_Text_:
——————————
The importance of the principle of primacy of European law for the functioning of the 27-strong bloc, the risk to the effectiveness of EU law posed by decisions taken by national courts challenging that principle, and the perceived need for a constructive dialogue between national courts and the Court of Justice of the European Union has led MEPs to overwhelmingly endorse an own-report the co-rapporteurs of which were Maltese MEP Cyrus Engerer (Group of the Progressive Alliance of Socialists and Democrats) and Estonian MEP Jana Toom (Renew Europe Group).
The report, which was jointly submitted by the EP’s Committee for Legal Affairs (JURI) and the Committee on Constitutional Affairs (AFCO), was approved by an astounding 430 votes against 172 and 29 abstentions yesterday, the second day of the November plenary session in Strasbourg.
What is the principle of the primacy of EU Law?
The principle of the primacy (also referred to as ‘precedence’ or ‘supremacy’) of European Union (EU) law is based on the notion that, although there is no hierarchy between EU and national laws, whenever a conflict arises between an aspect of EU law and an aspect of national law in an EU Member State, EU law will prevail.
What is its relevance?
Without the primacy of EU law, the EU’s legal order would crumble, allowing Member States to circumvent EU rules and pursue conflicting national agendas, hindering the pursuit of European common goals and objectives. In essence, the principle of European Law primacy seeks to ensure that we European citizens are uniformly protected by EU law across all Member States.
Isn’t the principle already acknowledged?
Yes, but it is not enshrined in the EU treaties, although there is a brief declaration annexed to the Treaty of Lisbon in regard to it. The principle of the primacy of EU law has developed over time by means of the case law (jurisprudence) of the Court of Justice of the European Union (CJEU).
Why do MEPs want to see the principle eshrined in the Treaties?
In order to mitigate possible conflicts, MEPs recommend to enshrine the principle of the primacy of EU law explicitly into the EU Treaties and regret this was not the case under the Lisbon Treaty. They are pointing out that, although most national courts respect the principle, decisions of those Constitutional or Supreme courts that challenge or fail to apply it pose a risk to the effectiveness and uniformity of EU law. MEPs emphasise that it is the Luxembourg-based CJEU that has the exclusive competence to interpret EU law and set its limitations.
——————————
_Source records_:
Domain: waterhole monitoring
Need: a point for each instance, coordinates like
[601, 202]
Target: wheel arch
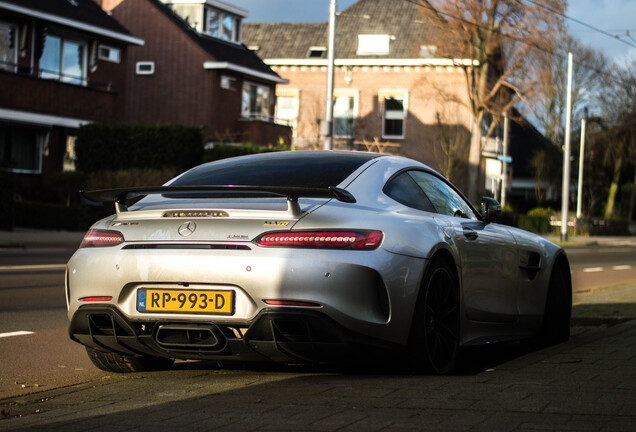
[561, 261]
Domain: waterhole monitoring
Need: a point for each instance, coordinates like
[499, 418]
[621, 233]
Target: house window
[428, 51]
[256, 100]
[191, 14]
[287, 107]
[373, 44]
[109, 54]
[64, 60]
[223, 25]
[20, 149]
[345, 110]
[229, 83]
[145, 68]
[8, 51]
[316, 52]
[394, 109]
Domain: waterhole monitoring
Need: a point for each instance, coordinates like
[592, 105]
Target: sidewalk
[587, 384]
[27, 238]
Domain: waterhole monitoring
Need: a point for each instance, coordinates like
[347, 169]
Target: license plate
[218, 302]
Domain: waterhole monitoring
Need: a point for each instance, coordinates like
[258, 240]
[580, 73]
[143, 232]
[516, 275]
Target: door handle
[470, 234]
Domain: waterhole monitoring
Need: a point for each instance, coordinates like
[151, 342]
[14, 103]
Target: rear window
[302, 169]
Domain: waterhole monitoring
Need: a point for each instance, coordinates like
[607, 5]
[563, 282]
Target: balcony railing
[56, 76]
[25, 90]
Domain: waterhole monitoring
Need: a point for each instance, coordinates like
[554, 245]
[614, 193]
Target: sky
[612, 16]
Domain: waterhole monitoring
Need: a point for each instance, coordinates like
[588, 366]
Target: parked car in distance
[309, 257]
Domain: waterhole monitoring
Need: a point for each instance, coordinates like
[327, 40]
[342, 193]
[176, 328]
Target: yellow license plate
[218, 302]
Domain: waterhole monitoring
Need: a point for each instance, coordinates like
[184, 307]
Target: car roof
[293, 168]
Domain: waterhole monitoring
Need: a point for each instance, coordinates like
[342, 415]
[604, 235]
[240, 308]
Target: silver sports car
[308, 257]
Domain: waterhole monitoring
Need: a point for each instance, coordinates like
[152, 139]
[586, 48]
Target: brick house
[398, 88]
[62, 64]
[395, 83]
[194, 70]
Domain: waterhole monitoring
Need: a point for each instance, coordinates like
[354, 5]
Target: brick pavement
[587, 384]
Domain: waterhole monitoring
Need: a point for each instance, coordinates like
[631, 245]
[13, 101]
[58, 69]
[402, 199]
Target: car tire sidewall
[419, 356]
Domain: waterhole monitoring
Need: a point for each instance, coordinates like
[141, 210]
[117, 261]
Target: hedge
[108, 146]
[223, 151]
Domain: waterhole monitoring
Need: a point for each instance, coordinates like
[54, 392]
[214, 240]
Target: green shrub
[132, 177]
[541, 211]
[108, 146]
[535, 224]
[46, 216]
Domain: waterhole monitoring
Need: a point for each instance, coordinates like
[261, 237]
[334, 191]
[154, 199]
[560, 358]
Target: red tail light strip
[352, 240]
[101, 238]
[97, 298]
[291, 303]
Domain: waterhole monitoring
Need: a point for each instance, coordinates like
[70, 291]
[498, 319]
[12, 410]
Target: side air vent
[530, 262]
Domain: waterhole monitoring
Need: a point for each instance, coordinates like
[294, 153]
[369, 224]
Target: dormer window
[374, 44]
[428, 51]
[212, 17]
[316, 52]
[222, 24]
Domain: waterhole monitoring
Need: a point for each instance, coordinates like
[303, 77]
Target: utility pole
[504, 178]
[327, 125]
[565, 192]
[579, 195]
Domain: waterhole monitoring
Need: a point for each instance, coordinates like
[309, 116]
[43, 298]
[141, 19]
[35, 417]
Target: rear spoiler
[122, 195]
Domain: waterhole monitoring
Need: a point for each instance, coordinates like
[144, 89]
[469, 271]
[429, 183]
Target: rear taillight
[350, 240]
[101, 238]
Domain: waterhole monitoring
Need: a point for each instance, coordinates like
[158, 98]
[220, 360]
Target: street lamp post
[579, 195]
[327, 126]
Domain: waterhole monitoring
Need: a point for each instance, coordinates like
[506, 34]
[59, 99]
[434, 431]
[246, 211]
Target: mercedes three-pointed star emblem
[187, 228]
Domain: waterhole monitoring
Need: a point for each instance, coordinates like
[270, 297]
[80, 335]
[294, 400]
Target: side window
[404, 190]
[442, 195]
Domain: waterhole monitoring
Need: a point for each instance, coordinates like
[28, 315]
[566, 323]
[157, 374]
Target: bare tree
[549, 102]
[450, 154]
[498, 38]
[619, 107]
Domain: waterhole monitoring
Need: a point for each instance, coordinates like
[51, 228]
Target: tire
[434, 339]
[121, 363]
[555, 327]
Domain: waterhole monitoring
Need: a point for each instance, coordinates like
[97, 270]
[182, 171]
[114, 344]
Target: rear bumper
[281, 335]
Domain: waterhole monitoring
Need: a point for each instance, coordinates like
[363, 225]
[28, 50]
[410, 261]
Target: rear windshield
[302, 169]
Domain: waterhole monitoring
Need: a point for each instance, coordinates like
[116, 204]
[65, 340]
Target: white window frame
[315, 49]
[61, 76]
[12, 67]
[394, 94]
[229, 82]
[374, 44]
[288, 116]
[140, 64]
[41, 143]
[346, 93]
[110, 51]
[246, 108]
[222, 15]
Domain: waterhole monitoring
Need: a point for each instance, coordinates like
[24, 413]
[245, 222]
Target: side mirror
[490, 209]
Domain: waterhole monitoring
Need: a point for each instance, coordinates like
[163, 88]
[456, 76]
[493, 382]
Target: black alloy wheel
[434, 341]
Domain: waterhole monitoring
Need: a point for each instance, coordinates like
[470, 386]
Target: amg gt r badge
[187, 228]
[276, 223]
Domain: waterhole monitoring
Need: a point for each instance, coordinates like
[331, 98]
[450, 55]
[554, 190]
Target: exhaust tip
[189, 336]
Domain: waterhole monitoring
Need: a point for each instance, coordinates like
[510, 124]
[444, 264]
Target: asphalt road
[41, 356]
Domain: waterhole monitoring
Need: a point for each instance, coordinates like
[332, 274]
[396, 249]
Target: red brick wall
[41, 96]
[180, 89]
[425, 86]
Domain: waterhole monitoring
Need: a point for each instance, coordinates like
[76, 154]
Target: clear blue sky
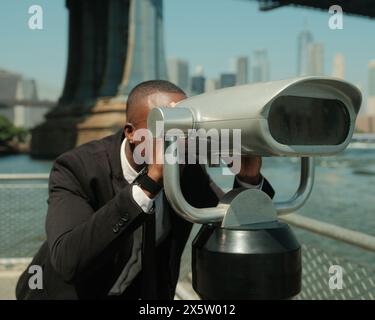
[205, 32]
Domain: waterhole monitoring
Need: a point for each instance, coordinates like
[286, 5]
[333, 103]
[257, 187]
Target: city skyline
[42, 54]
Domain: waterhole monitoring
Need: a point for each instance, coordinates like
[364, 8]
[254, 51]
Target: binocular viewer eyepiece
[294, 117]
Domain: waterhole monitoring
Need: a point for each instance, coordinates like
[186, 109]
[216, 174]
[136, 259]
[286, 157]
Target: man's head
[144, 97]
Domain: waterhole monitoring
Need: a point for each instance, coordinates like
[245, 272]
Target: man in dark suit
[97, 213]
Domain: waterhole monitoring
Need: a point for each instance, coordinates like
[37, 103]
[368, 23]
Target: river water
[344, 194]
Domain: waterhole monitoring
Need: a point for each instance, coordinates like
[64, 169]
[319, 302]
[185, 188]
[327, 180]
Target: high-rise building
[227, 80]
[211, 85]
[315, 59]
[198, 81]
[304, 39]
[371, 88]
[338, 69]
[242, 70]
[14, 87]
[178, 73]
[260, 69]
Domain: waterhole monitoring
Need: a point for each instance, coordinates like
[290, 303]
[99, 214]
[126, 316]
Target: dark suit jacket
[84, 252]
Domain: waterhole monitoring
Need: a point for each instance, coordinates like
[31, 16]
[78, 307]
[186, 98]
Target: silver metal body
[249, 108]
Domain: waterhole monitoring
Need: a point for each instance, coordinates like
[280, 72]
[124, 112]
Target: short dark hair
[149, 87]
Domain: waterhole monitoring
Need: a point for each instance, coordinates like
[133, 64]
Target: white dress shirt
[162, 221]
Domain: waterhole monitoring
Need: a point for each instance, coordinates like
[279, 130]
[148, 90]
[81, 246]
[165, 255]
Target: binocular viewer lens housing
[299, 121]
[294, 117]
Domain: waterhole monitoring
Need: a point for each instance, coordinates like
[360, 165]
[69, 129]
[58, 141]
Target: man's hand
[155, 168]
[250, 169]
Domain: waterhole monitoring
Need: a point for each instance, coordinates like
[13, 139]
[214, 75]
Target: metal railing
[23, 208]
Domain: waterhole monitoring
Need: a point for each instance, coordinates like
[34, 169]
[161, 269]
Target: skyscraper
[260, 69]
[198, 81]
[371, 88]
[178, 73]
[304, 39]
[315, 59]
[242, 70]
[227, 80]
[211, 85]
[338, 69]
[14, 87]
——————————
_Exercise brief_:
Summarize the text on the primacy of EU law in two sentences. Draw solely on the text and not on the items.

_Problem solution_:
MEPs approved, by 430 votes to 172 with 29 abstentions, an own-report co-authored by Cyrus Engerer and Jana Toom on the primacy of EU law, the principle that EU law prevails whenever it conflicts with national law. Because the principle developed through the case law of the Court of Justice of the European Union rather than being enshrined in the EU treaties, MEPs recommend writing it explicitly into the Treaties, warning that national court decisions challenging it threaten the effectiveness and uniformity of EU law.